DESCRIPTION OF THE TASK -
Beginning at the line that holds "# drop a dot on each instance of the black mountain", copy the material below exactly through its last line.

RECORDS SUPPLIED -
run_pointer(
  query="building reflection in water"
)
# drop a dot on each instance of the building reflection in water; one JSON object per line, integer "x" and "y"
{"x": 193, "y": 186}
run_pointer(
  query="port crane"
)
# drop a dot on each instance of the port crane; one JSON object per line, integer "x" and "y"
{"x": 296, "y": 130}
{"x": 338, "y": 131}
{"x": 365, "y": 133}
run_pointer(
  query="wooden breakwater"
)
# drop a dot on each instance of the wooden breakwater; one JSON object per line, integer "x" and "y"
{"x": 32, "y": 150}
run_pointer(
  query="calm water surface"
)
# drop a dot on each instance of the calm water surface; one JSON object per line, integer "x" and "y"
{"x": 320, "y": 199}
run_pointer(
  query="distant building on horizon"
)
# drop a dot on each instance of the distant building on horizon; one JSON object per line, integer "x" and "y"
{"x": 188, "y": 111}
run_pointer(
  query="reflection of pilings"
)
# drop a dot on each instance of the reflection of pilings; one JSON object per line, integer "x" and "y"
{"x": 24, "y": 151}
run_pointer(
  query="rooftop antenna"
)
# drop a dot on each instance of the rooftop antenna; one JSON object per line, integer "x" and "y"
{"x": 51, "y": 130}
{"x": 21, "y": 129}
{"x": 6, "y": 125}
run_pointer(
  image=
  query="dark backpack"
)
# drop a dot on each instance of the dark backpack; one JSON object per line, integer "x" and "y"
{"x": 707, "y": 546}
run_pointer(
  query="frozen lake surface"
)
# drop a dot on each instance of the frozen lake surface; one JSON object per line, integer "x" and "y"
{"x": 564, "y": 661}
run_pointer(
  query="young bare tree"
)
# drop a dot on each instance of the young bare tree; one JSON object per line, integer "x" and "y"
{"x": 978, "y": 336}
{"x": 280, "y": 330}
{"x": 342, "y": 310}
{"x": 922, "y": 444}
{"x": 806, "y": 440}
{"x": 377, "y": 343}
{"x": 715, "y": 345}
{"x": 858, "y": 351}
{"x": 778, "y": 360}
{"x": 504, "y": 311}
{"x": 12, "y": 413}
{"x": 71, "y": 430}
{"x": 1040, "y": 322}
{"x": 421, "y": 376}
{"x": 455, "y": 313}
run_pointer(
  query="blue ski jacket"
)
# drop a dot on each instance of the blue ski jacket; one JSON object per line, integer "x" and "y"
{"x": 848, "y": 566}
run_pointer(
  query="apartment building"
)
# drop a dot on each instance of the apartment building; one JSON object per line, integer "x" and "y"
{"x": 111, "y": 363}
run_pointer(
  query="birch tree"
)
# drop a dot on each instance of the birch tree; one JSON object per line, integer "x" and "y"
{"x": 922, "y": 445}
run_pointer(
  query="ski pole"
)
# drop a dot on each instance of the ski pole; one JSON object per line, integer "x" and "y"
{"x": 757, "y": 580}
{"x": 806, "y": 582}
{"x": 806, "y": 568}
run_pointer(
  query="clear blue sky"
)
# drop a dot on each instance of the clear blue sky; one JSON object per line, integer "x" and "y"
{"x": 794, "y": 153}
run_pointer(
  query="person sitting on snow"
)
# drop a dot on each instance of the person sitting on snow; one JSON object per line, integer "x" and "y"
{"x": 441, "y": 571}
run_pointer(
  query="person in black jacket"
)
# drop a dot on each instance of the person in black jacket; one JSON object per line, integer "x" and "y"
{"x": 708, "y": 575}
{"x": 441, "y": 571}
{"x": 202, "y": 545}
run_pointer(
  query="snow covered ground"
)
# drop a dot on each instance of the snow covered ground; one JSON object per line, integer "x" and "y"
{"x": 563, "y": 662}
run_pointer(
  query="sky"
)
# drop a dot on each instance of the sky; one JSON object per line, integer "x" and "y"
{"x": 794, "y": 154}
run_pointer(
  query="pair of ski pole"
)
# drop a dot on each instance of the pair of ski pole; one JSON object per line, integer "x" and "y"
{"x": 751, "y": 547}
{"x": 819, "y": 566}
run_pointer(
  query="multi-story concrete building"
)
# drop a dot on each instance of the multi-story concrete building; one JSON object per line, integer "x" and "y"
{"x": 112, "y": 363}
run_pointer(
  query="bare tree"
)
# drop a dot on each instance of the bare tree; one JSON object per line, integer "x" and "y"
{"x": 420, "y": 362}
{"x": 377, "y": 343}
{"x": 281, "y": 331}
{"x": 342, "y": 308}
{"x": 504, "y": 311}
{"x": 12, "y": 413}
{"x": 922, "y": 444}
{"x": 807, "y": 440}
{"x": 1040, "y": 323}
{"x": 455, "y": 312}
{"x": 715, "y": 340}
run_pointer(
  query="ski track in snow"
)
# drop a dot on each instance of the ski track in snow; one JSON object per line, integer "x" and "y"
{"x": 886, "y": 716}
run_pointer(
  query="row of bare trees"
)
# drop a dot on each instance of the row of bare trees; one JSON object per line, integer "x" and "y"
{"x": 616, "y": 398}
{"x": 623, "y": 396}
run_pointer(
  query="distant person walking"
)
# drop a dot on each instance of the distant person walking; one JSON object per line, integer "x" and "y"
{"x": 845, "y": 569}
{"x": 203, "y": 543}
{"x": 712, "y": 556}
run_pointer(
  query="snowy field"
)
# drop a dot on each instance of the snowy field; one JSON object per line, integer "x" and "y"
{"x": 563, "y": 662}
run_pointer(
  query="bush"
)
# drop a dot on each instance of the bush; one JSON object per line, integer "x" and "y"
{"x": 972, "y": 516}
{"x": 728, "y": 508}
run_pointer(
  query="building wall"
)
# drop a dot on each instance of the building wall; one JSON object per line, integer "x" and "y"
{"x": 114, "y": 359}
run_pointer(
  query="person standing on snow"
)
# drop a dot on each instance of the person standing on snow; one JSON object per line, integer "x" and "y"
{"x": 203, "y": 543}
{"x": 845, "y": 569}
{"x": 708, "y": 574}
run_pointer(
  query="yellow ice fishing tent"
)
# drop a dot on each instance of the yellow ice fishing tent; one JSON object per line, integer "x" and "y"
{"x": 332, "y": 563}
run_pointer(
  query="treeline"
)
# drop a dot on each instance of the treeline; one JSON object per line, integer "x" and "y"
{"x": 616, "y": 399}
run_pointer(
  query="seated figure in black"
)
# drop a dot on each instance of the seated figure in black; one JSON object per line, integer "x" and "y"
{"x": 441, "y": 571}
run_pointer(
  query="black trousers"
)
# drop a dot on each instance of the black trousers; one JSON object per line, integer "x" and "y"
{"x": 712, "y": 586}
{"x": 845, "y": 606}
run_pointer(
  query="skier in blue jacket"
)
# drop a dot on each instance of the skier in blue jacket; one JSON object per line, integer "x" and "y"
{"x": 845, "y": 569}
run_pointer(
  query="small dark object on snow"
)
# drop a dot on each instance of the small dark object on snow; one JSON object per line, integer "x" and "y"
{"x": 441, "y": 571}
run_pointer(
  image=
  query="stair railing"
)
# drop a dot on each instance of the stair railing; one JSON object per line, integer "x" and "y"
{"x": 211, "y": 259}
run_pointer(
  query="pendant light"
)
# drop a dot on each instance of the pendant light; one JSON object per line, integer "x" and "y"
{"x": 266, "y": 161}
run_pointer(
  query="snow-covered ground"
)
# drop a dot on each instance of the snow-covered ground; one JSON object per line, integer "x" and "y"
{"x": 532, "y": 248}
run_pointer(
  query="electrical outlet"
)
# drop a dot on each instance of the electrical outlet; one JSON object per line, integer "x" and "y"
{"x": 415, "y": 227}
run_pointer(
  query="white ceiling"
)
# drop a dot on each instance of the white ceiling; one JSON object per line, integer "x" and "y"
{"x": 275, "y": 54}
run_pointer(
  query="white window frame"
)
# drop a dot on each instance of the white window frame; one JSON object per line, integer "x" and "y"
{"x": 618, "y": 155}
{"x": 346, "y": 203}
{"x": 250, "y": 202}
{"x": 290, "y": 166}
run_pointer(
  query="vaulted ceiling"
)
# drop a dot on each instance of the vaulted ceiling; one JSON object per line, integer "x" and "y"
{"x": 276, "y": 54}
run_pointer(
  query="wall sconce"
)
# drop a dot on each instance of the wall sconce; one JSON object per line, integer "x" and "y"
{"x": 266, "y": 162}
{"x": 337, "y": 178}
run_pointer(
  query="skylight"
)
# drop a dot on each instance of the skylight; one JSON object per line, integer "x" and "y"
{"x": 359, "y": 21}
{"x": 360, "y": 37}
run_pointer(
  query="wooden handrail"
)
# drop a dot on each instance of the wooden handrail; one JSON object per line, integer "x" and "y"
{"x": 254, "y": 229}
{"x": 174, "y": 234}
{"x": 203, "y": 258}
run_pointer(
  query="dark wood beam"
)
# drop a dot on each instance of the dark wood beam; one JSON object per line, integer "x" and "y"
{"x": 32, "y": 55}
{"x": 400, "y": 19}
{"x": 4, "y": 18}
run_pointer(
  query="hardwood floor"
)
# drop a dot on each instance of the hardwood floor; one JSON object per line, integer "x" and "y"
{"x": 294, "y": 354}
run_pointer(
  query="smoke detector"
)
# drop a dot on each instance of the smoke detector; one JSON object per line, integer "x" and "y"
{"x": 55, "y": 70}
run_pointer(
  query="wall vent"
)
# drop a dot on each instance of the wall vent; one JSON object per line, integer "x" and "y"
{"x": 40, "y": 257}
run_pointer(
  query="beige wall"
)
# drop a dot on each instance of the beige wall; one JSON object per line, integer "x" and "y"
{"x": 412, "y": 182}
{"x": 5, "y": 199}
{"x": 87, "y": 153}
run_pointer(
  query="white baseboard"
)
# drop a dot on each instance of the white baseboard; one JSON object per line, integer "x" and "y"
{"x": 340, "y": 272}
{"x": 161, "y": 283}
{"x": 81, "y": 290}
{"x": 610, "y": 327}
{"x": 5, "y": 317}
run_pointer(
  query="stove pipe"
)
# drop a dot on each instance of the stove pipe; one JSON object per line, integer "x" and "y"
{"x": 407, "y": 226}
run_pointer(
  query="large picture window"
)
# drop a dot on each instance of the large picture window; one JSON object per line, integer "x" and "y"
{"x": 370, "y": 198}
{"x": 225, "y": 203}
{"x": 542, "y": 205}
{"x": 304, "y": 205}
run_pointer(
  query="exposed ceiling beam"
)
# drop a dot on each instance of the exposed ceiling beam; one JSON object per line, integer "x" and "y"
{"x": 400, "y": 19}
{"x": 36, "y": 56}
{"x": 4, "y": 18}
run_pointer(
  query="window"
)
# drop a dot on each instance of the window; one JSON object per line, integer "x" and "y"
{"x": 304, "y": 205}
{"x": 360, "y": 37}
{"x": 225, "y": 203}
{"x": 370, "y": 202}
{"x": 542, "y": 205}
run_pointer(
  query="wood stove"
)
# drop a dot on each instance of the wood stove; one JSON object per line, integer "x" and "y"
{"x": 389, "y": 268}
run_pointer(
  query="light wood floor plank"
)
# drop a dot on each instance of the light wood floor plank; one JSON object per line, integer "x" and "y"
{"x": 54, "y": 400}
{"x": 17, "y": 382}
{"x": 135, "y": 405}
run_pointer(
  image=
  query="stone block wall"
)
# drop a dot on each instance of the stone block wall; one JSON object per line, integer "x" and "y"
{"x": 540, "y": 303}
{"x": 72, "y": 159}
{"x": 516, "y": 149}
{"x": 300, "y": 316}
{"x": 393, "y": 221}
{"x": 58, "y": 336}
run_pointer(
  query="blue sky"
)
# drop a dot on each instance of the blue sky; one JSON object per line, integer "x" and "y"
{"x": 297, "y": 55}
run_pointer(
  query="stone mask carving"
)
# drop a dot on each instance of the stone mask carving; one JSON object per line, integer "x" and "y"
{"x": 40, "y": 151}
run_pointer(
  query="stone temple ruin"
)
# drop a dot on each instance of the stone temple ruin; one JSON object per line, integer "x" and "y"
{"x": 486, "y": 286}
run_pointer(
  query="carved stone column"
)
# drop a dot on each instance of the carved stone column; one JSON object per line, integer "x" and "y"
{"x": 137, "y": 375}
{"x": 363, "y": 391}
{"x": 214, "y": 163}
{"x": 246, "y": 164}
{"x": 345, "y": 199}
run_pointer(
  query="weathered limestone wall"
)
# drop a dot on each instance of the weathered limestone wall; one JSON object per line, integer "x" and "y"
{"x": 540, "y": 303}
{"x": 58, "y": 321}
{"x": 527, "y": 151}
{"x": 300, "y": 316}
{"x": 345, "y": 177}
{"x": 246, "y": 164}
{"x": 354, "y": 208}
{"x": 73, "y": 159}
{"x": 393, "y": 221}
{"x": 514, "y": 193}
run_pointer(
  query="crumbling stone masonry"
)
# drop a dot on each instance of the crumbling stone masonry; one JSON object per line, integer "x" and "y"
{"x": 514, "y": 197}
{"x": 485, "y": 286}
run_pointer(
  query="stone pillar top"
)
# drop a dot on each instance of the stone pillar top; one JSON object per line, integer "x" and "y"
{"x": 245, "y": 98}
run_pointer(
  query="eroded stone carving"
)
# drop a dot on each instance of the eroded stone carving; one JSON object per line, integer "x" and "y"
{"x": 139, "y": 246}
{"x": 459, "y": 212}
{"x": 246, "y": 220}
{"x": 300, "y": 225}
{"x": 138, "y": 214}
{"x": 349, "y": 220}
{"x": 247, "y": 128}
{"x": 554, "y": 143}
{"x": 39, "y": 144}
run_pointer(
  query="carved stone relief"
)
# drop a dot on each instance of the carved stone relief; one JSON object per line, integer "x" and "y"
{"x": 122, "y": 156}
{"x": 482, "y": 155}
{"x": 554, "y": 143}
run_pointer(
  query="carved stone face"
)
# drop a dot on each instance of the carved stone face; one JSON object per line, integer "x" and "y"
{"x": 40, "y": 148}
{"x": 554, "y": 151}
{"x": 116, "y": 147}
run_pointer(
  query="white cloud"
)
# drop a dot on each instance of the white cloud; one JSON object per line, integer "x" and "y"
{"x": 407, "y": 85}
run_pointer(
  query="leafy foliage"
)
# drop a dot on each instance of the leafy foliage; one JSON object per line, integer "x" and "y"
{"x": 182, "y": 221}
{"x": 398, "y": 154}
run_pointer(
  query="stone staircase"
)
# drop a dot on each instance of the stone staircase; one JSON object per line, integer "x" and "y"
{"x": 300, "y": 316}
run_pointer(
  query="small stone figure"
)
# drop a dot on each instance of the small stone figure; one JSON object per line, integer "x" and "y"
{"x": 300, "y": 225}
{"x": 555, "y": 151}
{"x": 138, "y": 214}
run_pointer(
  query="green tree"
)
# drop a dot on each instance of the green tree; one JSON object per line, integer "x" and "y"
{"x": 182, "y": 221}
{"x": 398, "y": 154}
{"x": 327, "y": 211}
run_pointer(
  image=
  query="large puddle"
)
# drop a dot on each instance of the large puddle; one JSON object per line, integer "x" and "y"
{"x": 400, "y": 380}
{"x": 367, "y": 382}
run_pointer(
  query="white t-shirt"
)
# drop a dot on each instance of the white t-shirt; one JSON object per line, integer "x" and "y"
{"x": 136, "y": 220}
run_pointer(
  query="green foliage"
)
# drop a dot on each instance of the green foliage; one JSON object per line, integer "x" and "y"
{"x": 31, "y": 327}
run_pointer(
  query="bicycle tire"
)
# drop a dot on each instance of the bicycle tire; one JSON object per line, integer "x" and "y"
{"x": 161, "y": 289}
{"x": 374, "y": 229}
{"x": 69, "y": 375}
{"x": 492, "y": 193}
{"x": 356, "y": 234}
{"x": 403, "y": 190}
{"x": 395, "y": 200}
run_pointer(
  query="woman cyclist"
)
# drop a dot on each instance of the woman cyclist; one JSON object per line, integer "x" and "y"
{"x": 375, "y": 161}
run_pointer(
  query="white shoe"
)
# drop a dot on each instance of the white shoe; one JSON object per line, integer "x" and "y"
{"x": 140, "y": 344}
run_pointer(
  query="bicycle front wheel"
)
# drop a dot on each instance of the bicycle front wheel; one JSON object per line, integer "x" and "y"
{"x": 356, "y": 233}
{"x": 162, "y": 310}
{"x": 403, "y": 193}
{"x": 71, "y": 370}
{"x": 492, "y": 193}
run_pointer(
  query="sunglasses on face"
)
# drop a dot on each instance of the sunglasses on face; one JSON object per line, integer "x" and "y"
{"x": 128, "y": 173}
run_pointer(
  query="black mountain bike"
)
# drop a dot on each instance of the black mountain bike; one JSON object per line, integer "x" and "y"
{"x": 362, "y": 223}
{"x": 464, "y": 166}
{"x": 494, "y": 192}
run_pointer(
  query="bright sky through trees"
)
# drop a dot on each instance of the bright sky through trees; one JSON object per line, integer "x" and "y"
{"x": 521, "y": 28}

OUTPUT -
# drop a dot on each instance of the black mountain bike; one JSON object per line, integer "x" and "y"
{"x": 362, "y": 223}
{"x": 464, "y": 166}
{"x": 494, "y": 192}
run_pointer(
  query="bright sky through trees"
)
# drop a dot on each instance of the bright sky through trees; one JSON object per line, integer "x" and "y"
{"x": 521, "y": 28}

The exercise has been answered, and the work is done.